REQUEST 1: Reproduce the stretch from "The Washington Post" through "do with this!" in the passage below on race and the disaster response.

>> BEGIN TEXT SEGMENT

Major newspaper editors and TV producers have prepared very few reports about issues of race in this disaster, and those reports that have appeared so far seem to me deeply insufficient in their analysis of endemic class and race problems. I've been communicating with a national magazine reporter friend of mine since Tuesday night about the issues of race and class in this catastrophe; here's my email comment on this topic from earlier today:
CNN addressed the race question today on TV, but only to ask softball questions of Jesse Jackson, who to his discredit didn't exhibit even a modicum of the anger of one Louisiana black political leader, who said: "While the Administration has spoken of 'shock and awe' in the war on terror, the response to this disaster has been 'shockingly awful.'"
The Washington Post also ran a puff piece that doesn't ask any of the relevant questions, such as whether the Administration's response would have been faster if these were white people suffering the agonies of a slow motion disaster. Here's the link to the Post's piece.
Michael Moore also had this to say in a letter to President Bush circulated today:
No, Mr. Bush, you just stay the course. It's not your fault that 30 percent of New Orleans lives in poverty or that tens of thousands had no transportation to get out of town. C'mon, they're black! I mean, it's not like this happened to Kennebunkport. Can you imagine leaving white people on their roofs for five days? Don't make me laugh! Race has nothing — NOTHING — to do with this!

>> END TEXT SEGMENT
>> BEGIN THE DATA

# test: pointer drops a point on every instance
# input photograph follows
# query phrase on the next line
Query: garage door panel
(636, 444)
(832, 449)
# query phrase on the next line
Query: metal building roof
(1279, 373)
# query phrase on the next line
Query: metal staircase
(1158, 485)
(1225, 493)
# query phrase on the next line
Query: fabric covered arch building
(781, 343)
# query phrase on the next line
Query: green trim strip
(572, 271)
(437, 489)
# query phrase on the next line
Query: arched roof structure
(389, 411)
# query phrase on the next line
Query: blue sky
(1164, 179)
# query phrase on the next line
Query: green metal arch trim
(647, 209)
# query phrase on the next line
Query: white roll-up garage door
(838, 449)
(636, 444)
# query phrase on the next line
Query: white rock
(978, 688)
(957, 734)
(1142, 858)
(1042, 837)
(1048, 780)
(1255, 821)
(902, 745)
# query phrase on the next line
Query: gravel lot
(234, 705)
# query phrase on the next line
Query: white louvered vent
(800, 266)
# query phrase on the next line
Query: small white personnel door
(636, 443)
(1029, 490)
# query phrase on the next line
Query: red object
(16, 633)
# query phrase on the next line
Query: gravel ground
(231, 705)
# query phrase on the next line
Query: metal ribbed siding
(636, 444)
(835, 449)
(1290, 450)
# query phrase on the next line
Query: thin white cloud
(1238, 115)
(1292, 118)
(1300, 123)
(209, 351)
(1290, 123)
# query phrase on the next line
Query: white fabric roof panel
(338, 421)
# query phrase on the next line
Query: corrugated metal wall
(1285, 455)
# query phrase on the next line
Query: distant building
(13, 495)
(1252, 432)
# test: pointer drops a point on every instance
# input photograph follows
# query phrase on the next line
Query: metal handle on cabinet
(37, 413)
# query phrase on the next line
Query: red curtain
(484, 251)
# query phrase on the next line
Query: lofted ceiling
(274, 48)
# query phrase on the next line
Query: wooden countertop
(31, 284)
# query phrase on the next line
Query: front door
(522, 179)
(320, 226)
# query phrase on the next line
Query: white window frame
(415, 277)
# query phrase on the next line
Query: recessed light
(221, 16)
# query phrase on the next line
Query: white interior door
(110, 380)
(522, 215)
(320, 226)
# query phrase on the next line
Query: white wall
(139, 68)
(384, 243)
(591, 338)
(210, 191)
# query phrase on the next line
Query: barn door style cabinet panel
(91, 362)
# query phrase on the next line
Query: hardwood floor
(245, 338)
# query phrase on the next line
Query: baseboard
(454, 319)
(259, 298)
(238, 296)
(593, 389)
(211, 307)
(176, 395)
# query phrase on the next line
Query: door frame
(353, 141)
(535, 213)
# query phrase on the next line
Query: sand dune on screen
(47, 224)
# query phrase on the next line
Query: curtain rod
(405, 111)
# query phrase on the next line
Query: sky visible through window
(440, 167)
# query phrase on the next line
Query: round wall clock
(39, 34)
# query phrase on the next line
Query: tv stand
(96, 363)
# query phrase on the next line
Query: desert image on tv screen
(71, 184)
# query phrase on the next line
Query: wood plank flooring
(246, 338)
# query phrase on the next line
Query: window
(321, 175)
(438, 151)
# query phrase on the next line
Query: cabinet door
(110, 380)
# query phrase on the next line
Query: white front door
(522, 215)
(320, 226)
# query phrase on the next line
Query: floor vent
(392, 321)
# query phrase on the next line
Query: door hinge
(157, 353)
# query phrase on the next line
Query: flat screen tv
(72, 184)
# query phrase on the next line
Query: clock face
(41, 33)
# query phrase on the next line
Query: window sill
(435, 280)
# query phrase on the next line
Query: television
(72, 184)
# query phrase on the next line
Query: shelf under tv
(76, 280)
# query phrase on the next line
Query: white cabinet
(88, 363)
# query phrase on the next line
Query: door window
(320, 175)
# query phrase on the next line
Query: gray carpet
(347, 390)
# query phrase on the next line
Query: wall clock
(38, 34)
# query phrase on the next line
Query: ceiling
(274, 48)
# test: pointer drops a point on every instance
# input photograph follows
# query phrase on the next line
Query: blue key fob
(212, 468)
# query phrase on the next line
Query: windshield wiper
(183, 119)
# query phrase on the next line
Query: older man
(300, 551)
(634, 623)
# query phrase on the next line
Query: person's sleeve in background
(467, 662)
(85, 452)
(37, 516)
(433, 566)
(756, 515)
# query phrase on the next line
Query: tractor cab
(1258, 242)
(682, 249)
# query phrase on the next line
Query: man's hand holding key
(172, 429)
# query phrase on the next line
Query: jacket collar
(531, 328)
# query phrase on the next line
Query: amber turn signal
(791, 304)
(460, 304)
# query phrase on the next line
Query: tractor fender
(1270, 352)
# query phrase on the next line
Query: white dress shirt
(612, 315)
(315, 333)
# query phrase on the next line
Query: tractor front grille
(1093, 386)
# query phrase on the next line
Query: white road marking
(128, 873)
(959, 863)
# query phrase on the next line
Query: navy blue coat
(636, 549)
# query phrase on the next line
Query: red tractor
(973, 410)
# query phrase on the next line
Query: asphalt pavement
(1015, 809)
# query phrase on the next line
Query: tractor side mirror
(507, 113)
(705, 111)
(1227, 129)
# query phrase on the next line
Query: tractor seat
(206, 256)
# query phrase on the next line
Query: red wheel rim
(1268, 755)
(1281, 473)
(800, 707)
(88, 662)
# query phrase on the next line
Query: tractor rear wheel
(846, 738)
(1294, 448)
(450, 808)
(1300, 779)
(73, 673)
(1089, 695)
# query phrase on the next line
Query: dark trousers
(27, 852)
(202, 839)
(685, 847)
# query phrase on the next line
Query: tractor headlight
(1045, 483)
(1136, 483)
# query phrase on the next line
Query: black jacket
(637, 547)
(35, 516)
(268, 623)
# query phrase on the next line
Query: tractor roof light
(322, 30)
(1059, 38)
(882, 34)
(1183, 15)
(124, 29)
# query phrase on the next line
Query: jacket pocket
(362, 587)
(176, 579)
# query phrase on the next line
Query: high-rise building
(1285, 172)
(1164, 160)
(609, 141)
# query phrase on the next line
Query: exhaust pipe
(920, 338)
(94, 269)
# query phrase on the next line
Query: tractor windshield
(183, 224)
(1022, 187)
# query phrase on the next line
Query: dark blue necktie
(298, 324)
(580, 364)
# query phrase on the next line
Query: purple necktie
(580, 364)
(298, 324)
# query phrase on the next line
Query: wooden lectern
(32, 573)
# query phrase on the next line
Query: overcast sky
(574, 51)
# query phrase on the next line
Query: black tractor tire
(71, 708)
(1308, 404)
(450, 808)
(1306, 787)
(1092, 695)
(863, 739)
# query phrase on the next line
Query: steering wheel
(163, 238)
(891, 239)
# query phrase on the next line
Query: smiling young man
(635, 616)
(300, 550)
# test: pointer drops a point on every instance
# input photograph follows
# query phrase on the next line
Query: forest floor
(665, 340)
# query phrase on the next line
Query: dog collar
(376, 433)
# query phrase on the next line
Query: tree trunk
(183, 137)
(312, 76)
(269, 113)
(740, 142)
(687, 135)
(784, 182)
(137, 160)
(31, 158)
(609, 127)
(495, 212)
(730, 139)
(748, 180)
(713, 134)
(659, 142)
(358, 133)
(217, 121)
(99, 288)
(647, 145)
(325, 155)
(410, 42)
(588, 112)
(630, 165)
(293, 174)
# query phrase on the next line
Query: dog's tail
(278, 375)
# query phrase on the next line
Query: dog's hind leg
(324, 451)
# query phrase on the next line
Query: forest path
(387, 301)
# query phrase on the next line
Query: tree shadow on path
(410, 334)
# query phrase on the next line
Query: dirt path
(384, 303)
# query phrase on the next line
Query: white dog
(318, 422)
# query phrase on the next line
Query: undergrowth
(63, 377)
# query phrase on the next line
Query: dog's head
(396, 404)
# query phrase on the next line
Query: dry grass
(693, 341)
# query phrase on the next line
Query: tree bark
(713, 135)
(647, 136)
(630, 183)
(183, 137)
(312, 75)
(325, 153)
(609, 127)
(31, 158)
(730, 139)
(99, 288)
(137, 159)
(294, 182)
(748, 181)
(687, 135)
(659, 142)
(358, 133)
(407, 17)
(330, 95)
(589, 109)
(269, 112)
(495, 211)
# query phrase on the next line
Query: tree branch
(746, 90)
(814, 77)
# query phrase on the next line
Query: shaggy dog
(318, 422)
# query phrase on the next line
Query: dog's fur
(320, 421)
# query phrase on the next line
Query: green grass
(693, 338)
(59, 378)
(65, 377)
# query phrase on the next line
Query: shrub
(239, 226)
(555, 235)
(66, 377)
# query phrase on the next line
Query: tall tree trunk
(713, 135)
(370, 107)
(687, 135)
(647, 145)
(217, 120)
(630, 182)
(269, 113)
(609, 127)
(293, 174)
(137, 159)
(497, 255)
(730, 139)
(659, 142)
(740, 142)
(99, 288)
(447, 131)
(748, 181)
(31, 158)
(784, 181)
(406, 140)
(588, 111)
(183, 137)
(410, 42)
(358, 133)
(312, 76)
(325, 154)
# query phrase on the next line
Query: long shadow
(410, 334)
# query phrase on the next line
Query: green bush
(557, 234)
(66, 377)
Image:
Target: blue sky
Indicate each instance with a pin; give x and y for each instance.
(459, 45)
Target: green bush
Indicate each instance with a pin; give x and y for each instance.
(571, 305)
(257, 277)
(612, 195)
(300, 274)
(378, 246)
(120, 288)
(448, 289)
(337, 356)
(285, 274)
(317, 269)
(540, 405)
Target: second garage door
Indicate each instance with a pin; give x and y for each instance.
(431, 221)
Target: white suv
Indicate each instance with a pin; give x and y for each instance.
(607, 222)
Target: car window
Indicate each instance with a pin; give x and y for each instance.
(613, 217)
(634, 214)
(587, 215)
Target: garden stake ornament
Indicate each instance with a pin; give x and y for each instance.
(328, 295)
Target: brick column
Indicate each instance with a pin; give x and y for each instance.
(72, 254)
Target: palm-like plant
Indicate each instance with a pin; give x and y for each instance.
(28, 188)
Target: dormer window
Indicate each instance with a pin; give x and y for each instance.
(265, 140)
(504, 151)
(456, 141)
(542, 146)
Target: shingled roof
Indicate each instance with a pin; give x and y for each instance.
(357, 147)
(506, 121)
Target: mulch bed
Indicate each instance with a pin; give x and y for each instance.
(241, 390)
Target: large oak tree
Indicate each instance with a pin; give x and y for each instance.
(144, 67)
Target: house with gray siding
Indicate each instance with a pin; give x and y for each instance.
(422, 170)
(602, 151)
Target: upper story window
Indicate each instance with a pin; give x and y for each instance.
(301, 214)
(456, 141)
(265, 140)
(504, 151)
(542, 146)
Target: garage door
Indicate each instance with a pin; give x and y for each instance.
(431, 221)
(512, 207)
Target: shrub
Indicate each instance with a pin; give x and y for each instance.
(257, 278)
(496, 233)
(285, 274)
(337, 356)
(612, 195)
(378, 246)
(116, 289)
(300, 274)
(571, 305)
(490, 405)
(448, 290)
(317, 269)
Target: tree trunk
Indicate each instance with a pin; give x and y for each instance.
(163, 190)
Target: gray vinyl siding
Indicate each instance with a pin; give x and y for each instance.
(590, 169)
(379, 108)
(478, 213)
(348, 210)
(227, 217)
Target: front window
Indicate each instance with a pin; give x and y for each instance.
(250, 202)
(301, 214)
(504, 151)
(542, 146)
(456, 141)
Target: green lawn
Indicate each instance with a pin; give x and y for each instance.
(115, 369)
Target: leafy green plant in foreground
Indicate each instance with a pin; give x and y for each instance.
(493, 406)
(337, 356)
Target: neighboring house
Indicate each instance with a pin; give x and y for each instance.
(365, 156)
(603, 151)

>> END THE DATA

REQUEST 2: Show each line of the records above that contains the string "cabinet".

EXPECTED OUTPUT 1:
The Washington Post also ran a puff piece that doesn't ask any of the relevant questions, such as whether the Administration's response would have been faster if these were white people suffering the agonies of a slow motion disaster. Here's the link to the Post's piece.
Michael Moore also had this to say in a letter to President Bush circulated today:
No, Mr. Bush, you just stay the course. It's not your fault that 30 percent of New Orleans lives in poverty or that tens of thousands had no transportation to get out of town. C'mon, they're black! I mean, it's not like this happened to Kennebunkport. Can you imagine leaving white people on their roofs for five days? Don't make me laugh! Race has nothing — NOTHING — to do with this!

EXPECTED OUTPUT 2:
Query: metal handle on cabinet
Query: barn door style cabinet panel
Query: cabinet door
Query: white cabinet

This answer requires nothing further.